Growth rate-coordinated transcriptome reorganization in bacteria

Abstract

Background: Cell growth rate reflects an organism's physiological state and largely relies on the ability of gene expression to respond to the environment. The relationship between cellular growth rate and gene expression remains unknown.

Results: Growth rate-coordinated changes in gene expression were discovered by analyzing exponentially growing Escherichia coli cells cultured under multiple defined environments, in which osmotic pressure, temperature and starvation status were varied. Gene expression analyses showed that all 3,740 genes in the genome could be simply divided into three clusters (C1, C2 and C3), which were accompanied by a generic trend in the growth rate that was coordinated with transcriptional changes. The direction of transcriptional change in C1 indicated environmental specificity, whereas those in C2 and C3 were correlated negatively and positively with growth rates, respectively. The three clusters exhibited differentiated gene functions and gene regulation task division.

Conclusions: We identified three gene clusters, exhibiting differential gene functions and distinct directions in their correlations with growth rates. Reverses in the direction of the growth rate correlated transcriptional changes and the distinguished duties of the three clusters indicated how transcriptome homeostasis is maintained to balance the total expression cost for sustaining life in new habitats.

Figure 1

Growth rates under various conditions. Grey, blue, red, and violet represent growth under regular, osmotic pressure (osmo), high temperature (heat) and starvation (strv) environments, respectively. Differences in color saturation represent different growth rates.

Figure 2

Similarities in transcriptional changes. The GSEA results are shown as heat maps. Two types of annotations were used to enrich the gene categories (A) and the transcriptional networks (TFs, B). The statistical significance (FDR q-value) of the transcriptional changes in the TF and gene categories is represented by the gradation from dark brown to yellow or blue on a logarithmic scale. Vivid colors represent high significance in the directions of either upregulated (yellow) or downregulated (blue) genes. The environments responsible for the transcriptome are indicated as follows: regular, osmotic pressure (osmo), temperature (heat), and starvation (strv). The numbers following the environmental abbreviations represent differences in growth rates, as indicated in Figure 1 with higher numbers equivalent to slower growth.

Figure 3

Genes having similar transcriptional change dynamics. A. Gene clusters. The three gene clusters determined by K-means clustering are shown in yellow (C1), blue (C2), and green (C3). The number of genes in each cluster is indicated. The essential genes comprising the three clusters are shown in dark green. An asterisk indicates the statistical significance (p < 0.01) of the biased number of essential genes within cluster C3, as evaluated using binomial tests. B. The three-dimensional space formed by the three clusters. Clusters C1, C2, and C3 are represented by the axes z, x, and y, respectively. The lines representing zero on the three axes are indicated using dashed lines. Gene expression under regular conditions is marked in black and located at the zero points of all three axes. Gene expression under the three studied environmental types having varied growth rates are indicated separately. The use of color hue and saturation are as described in Figure 1: osmotic pressure (blue), temperature (red), and starvation (violet).

● Data block:
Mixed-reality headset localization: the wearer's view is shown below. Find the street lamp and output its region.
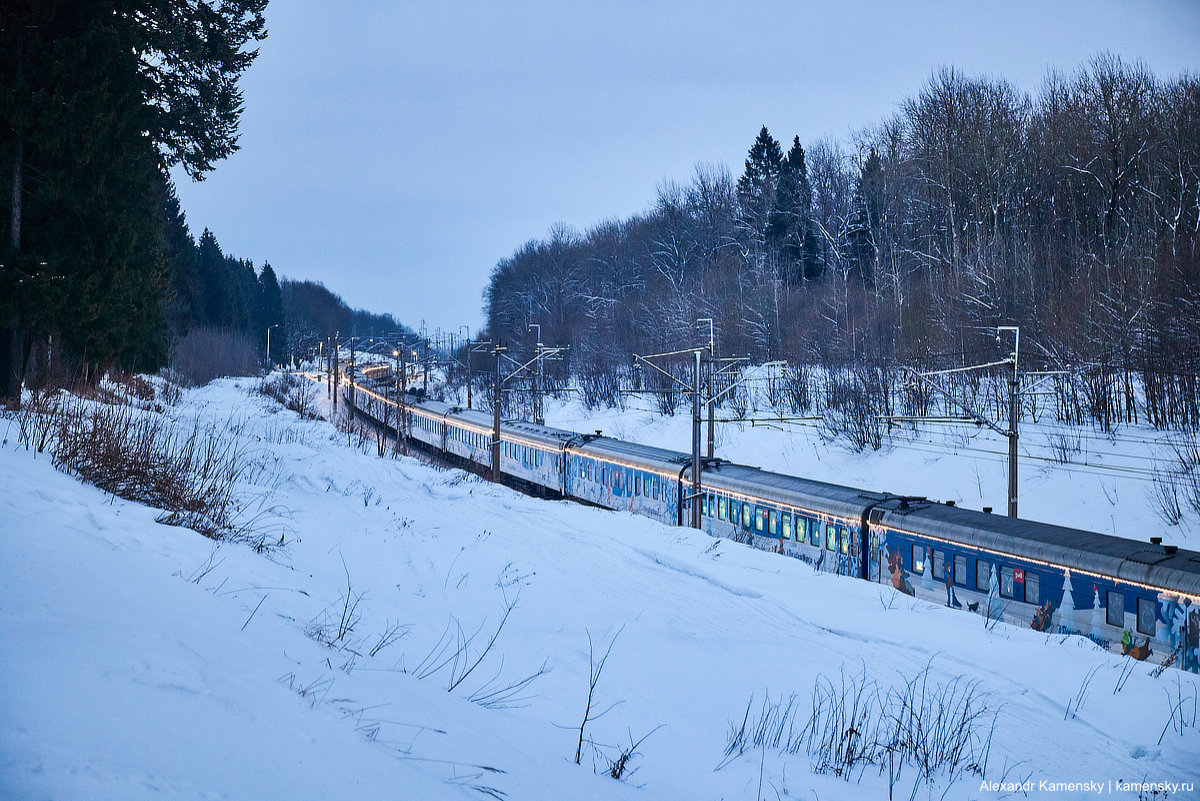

● Questions to answer:
a. In the transcriptome text, how many genes in the genome were divided into the three clusters?
b. Quote the transcriptome text from "Growth rates under" to "different growth rates.".
c. Extend the transcriptome text beyond its last sentence.
The material is not needed for this exercise.

● Exercise responses:
a. All 3,740 genes in the genome.

b.
Growth rates under various conditions. Grey, blue, red, and violet represent growth under regular, osmotic pressure (osmo), high temperature (heat) and starvation (strv) environments, respectively. Differences in color saturation represent different growth rates.

c.
Figure 4

Differentiated gene functions and regulations. Gene functions are designated using MultiFun, gene categories, and GO terms. The gene regulations are based on transcriptional networks (TFs). All annotations were made according to public data banks as described in the main text. C1 (yellow), C2 (blue) and C3 (green) represent the three gene clusters determined in Figure 3, and color bars indicate the statistical significance in log-scaled p values obtained using binomial tests with Bonferroni corrections.

Figure 5

Correlations between changes in gene expression and growth rates. The three gene clusters (C1–3) determined by K-means clustering (K = 3) are shown in relation to growth rates. The mean values of the normalized transcriptional changes for all genes within the cluster are plotted against growth rates. The standard deviations represent the variation among genes within the same cluster. Black circles represent the expression levels measured under regular conditions. Differences in color saturation represent differences in growth rate. The use of color hue and saturation are as described in Figure 1: osmotic pressure (blue), temperature (red), and starvation (violet).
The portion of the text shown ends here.